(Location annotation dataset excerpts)
▬▬▬▬▬▬▬▬▬▬
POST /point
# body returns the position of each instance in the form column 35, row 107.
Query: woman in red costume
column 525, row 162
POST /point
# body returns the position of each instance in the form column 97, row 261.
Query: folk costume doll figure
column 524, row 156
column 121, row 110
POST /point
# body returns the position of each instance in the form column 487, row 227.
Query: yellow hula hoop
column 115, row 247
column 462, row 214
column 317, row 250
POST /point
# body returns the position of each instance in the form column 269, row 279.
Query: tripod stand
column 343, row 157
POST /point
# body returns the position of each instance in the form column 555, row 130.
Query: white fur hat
▬▬▬▬▬▬▬▬▬▬
Gather every line of the entries above that contains the string "column", treating uppercase and lowercase letters as distinct.

# body returns the position of each instance in the form column 35, row 107.
column 525, row 162
# body returns the position of each instance in the form column 97, row 261.
column 524, row 156
column 121, row 110
# body returns the position of each instance in the form column 487, row 227.
column 115, row 247
column 462, row 214
column 317, row 250
# body returns the position of each instance in the form column 269, row 279.
column 343, row 157
# body returns the position of each instance in the form column 555, row 130.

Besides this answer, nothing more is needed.